SET PROBLEM: Reproduce every one of the entries below word for word, leaving out the pictures.
======== MATERIAL FOR THIS TASK ========
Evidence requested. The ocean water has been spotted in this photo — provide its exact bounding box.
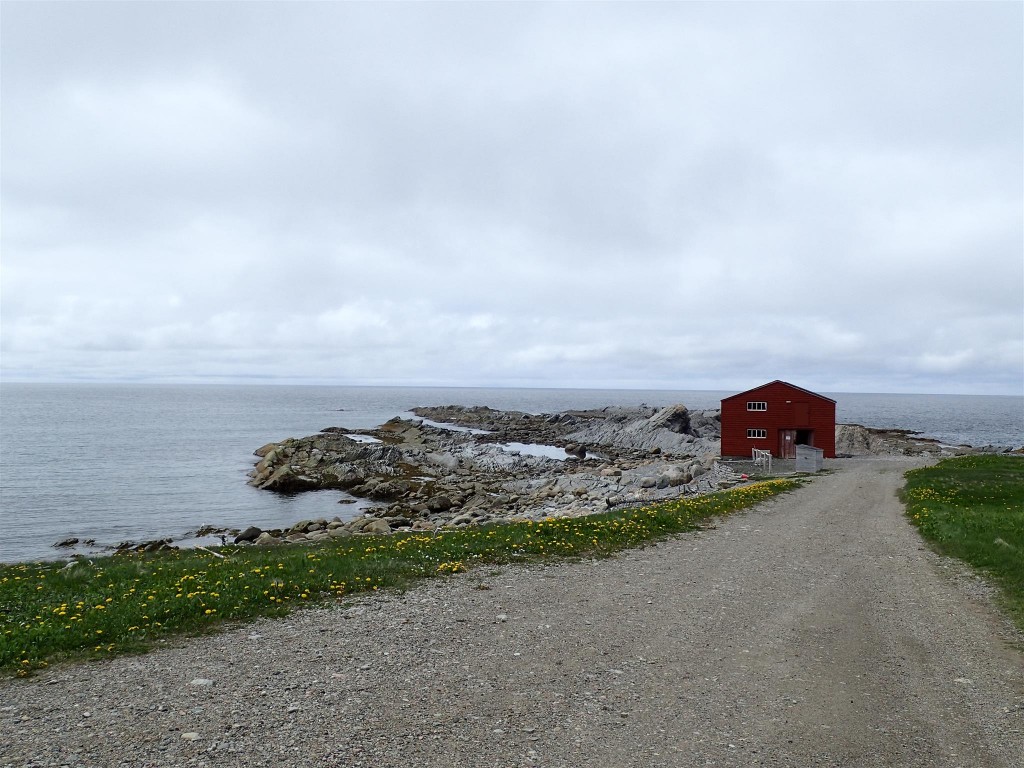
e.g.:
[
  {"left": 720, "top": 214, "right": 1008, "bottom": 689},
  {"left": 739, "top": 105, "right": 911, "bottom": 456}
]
[{"left": 0, "top": 384, "right": 1024, "bottom": 562}]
========
WRITTEN ANSWER:
Evidence requested. The ocean water has been spotted in this photo — provide its exact bounding box.
e.g.:
[
  {"left": 720, "top": 214, "right": 1008, "bottom": 689},
  {"left": 739, "top": 105, "right": 911, "bottom": 456}
]
[{"left": 0, "top": 384, "right": 1024, "bottom": 562}]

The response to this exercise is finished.